_TASK GOAL_: Pull out every line of the items below that contains the word "plant", and copy each one without changes.

_RECORDS FOR THE TASK_:
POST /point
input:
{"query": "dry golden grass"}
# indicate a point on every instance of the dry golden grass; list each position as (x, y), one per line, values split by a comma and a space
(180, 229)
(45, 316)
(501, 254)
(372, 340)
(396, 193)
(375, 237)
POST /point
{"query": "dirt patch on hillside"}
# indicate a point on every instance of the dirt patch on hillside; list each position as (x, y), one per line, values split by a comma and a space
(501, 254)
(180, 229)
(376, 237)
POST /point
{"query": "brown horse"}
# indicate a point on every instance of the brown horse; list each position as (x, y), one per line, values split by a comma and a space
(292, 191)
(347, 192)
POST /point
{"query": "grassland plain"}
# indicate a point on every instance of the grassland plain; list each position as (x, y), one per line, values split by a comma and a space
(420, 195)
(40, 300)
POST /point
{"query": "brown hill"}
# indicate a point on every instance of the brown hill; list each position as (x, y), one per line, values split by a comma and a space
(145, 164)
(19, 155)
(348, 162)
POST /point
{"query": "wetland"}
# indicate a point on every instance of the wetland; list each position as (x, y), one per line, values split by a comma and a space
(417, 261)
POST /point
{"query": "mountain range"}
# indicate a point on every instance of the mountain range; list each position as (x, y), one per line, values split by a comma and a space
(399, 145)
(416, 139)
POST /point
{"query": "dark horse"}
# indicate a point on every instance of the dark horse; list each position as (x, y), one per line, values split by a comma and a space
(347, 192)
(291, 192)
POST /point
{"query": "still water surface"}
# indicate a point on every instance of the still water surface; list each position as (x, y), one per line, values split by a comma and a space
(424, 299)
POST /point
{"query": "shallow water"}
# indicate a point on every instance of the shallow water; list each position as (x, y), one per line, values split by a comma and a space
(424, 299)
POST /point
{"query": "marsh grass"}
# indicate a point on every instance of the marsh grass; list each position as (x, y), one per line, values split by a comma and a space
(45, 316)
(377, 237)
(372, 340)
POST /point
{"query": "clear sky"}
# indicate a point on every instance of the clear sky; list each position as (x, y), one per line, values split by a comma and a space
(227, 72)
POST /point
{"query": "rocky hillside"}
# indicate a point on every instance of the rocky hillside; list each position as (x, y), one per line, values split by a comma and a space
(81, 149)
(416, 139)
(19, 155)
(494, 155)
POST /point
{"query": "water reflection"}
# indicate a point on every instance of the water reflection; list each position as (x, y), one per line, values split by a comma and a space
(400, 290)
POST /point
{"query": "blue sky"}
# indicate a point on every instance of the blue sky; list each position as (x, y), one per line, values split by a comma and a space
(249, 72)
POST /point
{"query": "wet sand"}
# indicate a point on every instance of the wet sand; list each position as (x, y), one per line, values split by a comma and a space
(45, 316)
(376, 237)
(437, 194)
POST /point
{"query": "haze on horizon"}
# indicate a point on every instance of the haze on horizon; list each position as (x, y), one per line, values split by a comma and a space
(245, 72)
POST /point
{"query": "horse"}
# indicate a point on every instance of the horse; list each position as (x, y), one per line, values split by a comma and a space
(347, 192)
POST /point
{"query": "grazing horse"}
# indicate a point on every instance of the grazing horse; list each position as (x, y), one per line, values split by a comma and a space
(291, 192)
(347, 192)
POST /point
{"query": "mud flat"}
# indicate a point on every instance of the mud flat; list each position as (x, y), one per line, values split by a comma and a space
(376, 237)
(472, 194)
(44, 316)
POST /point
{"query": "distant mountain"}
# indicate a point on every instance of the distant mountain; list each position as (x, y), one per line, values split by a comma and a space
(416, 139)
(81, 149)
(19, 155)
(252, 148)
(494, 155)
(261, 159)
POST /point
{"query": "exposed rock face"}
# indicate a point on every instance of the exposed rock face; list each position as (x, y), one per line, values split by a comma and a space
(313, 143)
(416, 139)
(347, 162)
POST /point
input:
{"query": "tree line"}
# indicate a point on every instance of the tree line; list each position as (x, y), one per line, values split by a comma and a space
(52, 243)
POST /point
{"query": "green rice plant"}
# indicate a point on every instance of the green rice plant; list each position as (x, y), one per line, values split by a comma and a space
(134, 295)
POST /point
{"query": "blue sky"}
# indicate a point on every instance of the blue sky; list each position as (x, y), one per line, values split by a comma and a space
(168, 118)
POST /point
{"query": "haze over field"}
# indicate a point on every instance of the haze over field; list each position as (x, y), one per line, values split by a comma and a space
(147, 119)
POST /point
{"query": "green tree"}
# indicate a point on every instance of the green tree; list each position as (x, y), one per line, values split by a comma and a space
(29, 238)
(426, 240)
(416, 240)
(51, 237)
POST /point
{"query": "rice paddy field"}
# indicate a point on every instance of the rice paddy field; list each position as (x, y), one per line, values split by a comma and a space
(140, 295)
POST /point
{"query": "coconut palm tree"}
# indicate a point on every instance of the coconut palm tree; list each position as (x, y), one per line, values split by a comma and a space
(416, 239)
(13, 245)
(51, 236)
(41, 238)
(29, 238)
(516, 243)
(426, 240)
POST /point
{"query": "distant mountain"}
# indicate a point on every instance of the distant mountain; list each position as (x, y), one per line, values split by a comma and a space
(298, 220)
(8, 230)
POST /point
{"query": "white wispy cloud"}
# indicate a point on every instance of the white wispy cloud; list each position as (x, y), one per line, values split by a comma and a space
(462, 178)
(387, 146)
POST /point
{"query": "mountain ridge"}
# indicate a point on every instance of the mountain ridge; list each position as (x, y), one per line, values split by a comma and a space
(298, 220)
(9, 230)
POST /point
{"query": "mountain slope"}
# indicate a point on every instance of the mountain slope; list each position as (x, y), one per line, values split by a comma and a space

_WORKED ANSWER_:
{"query": "green rice plant"}
# indicate a point on every instance of the green rice plant; list each position as (x, y), one per line, values split by a comma and a space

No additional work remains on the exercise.